■ TEXT:
= Beginning of Section =

Monday, March 07, 2005

I Like This Better Than, "Go Ahead, Make My Day"

Jerry Brown has a quote from Clint Eastwood, mined from TIME magazine, which I really like.

It's particularly interesting to me because these days, one of the books I'm reading is the first volume of Bruce Catton's history of the Civil War. The Coming Fury reminds me of Barbara Tuchman's chronicling of the events that led to the First World War and of the 9/11 Commission's incredibly well-written report about the 2001 attacks on New York City and Washington, D.C. In it, Catton chronicles the rising extremism that led to America's Civil War and the seeming inability of people of moderate impulses or thoughts to restrain the fury...either of others or themselves.

In all of the works I've cited, you observe how rhetoric and ideas grow more and more extreme and vicious, leading almost inevitably to explosive actions.

Today, I read and listen to the extremism that is vented, especially on blogs, with rising alarm. Extremism is often the refuge of people who refuse to think and who would prefer to attack, negate, and disagree than listen, work, or compromise for the greater good.

Some advocates of extremism quote Thomas Paine, saying that moderation in principle is a vice. Thomas Paine's Common Sense shows that even a gadfly, like the blind squirrel who occasionally finds a nut, can from time to time, find a good idea. But Paine was, quite frankly an inveterate malcontent, a crank, and a brilliant nutcase. Like Woodrow Wilson, whose career and life came to a sad and lonely end for the same reasons, Paine had a penchant for turning on his principles and former allies, embracing new ones until he ran out of an audience.

= End of Section =

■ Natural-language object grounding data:
= Beginning of Section =

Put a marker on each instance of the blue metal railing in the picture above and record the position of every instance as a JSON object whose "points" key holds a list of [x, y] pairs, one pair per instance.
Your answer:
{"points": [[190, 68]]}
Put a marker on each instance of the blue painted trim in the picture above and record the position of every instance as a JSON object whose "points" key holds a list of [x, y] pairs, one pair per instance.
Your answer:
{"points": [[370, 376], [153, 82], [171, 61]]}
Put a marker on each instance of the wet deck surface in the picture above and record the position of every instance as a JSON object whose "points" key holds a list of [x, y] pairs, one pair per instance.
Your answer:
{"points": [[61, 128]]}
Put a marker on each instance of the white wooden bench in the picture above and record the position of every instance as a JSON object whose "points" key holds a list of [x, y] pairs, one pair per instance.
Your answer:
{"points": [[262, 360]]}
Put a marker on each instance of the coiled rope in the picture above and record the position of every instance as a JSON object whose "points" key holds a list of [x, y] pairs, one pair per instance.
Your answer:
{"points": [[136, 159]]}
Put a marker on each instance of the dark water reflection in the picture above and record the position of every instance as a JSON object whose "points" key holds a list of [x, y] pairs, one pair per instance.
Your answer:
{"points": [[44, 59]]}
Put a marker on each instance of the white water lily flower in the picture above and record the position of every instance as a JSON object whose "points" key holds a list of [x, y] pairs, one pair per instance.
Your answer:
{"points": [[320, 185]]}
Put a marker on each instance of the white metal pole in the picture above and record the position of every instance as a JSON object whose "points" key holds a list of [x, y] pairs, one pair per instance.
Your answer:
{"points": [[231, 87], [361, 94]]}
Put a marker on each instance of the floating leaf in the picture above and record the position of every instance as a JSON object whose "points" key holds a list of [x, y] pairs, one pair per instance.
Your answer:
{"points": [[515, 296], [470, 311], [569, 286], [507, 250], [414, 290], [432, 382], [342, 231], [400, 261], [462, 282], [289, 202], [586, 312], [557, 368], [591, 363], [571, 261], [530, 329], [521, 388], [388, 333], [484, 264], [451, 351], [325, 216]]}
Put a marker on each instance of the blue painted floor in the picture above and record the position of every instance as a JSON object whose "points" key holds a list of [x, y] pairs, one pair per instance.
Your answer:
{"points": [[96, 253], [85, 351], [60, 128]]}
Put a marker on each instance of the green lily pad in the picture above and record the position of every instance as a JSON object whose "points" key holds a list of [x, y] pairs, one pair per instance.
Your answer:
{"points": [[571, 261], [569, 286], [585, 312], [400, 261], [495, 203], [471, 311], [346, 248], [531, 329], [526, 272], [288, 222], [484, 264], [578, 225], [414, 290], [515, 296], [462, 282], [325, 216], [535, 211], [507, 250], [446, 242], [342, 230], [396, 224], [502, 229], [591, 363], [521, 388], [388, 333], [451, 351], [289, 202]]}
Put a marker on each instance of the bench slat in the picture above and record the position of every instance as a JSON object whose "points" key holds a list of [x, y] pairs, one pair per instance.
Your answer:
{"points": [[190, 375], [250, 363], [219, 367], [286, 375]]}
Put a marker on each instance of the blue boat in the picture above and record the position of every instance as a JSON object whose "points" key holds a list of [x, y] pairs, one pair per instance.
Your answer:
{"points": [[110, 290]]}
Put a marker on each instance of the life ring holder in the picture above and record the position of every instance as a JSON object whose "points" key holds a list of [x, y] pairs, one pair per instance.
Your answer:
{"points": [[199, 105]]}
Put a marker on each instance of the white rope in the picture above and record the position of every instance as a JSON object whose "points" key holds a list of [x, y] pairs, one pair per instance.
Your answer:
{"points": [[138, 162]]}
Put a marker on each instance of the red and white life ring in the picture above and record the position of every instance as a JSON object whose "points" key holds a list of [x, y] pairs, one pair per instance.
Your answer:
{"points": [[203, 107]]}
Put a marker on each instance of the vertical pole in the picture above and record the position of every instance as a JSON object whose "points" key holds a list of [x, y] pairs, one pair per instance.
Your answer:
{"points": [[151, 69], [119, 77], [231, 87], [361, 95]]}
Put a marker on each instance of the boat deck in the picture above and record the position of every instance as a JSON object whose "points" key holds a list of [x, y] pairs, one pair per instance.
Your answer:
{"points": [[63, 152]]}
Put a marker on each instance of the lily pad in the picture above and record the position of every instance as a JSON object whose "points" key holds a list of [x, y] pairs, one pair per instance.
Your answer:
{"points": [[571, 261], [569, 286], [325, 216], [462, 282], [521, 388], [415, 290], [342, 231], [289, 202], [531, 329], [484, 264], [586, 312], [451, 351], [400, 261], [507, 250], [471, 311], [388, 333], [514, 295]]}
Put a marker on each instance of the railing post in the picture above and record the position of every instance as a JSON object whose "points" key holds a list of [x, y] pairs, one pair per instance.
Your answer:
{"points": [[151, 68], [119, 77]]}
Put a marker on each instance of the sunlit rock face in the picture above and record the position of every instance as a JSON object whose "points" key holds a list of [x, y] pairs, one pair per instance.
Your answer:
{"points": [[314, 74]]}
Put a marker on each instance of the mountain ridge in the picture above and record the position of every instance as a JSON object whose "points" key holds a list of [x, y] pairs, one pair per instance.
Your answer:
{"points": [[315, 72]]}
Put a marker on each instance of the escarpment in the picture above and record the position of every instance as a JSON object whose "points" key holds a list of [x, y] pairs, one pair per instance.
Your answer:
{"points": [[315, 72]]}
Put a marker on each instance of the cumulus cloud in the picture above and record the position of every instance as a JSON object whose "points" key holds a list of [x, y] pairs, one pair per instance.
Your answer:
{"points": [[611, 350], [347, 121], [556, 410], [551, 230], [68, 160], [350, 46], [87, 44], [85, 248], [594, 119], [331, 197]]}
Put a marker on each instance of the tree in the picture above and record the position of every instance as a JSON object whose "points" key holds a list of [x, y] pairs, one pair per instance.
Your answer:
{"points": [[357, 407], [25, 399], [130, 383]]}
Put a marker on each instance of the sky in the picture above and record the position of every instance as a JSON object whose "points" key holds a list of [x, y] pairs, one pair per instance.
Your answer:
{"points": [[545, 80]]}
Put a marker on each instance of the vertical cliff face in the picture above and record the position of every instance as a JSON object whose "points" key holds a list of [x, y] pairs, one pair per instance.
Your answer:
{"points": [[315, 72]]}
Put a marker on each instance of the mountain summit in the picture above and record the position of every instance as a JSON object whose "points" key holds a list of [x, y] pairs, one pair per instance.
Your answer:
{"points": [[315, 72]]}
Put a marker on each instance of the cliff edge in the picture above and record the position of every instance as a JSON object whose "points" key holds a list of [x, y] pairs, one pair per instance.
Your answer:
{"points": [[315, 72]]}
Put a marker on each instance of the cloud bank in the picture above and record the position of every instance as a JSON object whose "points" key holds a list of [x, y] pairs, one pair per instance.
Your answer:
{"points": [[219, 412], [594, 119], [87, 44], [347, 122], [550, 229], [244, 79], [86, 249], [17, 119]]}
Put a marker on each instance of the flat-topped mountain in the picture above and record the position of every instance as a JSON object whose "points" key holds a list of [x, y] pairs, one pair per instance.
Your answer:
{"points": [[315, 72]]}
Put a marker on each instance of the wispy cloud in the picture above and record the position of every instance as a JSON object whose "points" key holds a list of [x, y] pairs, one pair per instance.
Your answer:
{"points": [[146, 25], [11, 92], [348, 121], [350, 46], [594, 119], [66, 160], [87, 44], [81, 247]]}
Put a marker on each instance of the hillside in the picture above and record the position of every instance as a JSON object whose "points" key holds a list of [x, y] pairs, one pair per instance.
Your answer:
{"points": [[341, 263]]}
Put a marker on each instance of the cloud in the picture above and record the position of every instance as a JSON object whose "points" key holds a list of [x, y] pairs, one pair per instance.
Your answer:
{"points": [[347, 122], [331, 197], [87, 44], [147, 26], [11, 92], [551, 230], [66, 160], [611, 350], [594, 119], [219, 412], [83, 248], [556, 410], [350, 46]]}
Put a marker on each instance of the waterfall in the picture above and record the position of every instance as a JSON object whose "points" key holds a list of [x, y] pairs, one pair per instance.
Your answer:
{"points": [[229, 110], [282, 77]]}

= End of Section =

■ REQUIRED WORK:
(a) Reproduce the post from "It's particularly interesting" to "to explosive actions.".
(b) Could you condense the paragraph of the post that begins "Some advocates of extremism quote Thomas Paine" into a shorter version that keeps its main facts?
The entries are separate material and unrelated to the post.

■ RESPONSES TO THE EXERCISE:
(a)
It's particularly interesting to me because these days, one of the books I'm reading is the first volume of Bruce Catton's history of the Civil War. The Coming Fury reminds me of Barbara Tuchman's chronicling of the events that led to the First World War and of the 9/11 Commission's incredibly well-written report about the 2001 attacks on New York City and Washington, D.C. In it, Catton chronicles the rising extremism that led to America's Civil War and the seeming inability of people of moderate impulses or thoughts to restrain the fury...either of others or themselves.

In all of the works I've cited, you observe how rhetoric and ideas grow more and more extreme and vicious, leading almost inevitably to explosive actions.

(b) Some backers of extremism cite Thomas Paine's saying that moderation in principle is a vice. Paine's Common Sense shows that even a gadfly can now and then find a good idea, but Paine was a chronic malcontent, a crank, and a brilliant nutcase. Like Woodrow Wilson, whose career and life ended sadly and alone for the same reasons, Paine tended to turn on his principles and former allies and take up new ones until he had no audience left.